Git and Github for MNS

by Colin Flynn

What are Git and Github? Why would I use them?

Git and Github are a distributed version control system. It lets multiple developers work on the same codebase without ruining each other’s code (when used correctly). Github also acts as you code backup system and provides a tremendous level of detail so that you can almost “audit” the work that was done.

Using Github for Mac + Github CLI (Command line interface) - A hybrid approach

I have found that when teaching others about github, that using a mixed/hybrid approach of using the GUI and the CLI let’s people understand github the quickest.

  1. Create a github username at Github
  2. Download and install Github for Mac
  • Use Github for Mac GUI to add/create repos
  • Use the CLI for almost everything else
  • Check your progress with the GUI and on the Github webapp

Git and Github Nomenclature

  1. Repo/Repository - file folder (where you are storing your files)
  2. Commit - git commit -am "<commit message>" - saving/making changes on your machine
  3. Push - git push origin master - giving the changes back to the repo from your machine
  4. Pull - git pull origin master - getting the latest version of the repo into your local machine (a combination of fetch and merge)
  5. Fetch - getting the files
  6. Merge - combine commits if multiple people were working at the same time (will notify you if there is a merge conflict)
  7. Fork - make a copy of the repo and provide attribution back to author (or pull requests)

#### PROBLEMS TO SOLVE
[1] In the Git and Github guide, what two operations does a pull combine?
[2] Write the next part of the Git and Github guide, picking up after its last line.
The entries that follow the Git and Github guide come from a separate source.

#### EXTRACTED INFORMATION
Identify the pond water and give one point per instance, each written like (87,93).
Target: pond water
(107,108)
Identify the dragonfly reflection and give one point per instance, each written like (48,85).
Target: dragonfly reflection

#### ANSWERS FOR THIS EXERCISE
[1] Fetch and merge.

[2]
  8. Clone - git clone '<http://repourl.git>' <foldername> - make a copy of the repo onto your local machine
  9. Branch git checkout -b <branchname> - copies of the repository where specific features can be worked on with constantly dealing with merge-conflicts
  10. Stash - git stash - when you have made changes but you aren’t quite ready to commit them, you can ‘stash’ them, then pull the repo again, then stash apply
  11. Stash Apply - git stash apply - applying your stashed changes to the new code you just pulled
  12. Pull Request - Preferred method of contributing to open source projects that you are not a contributor to. This is done by first forking the repo, then submitting a pull request with descriptions of the changes. These are also used on small teams to signal a code review before merging with the master branch (matter of developer preference)
  13. Revert - Creates a new commit that reverses the code changes made by the code you are reverting
  14. Status - git status - Provides you with a current status of any file changes or additions that would need to be stashed, committed, or added before a push or pull
  15. Remote - git remote -v - Enables you to check what git repo your connected to currently and the names of them (origin, remote, heroku, etc)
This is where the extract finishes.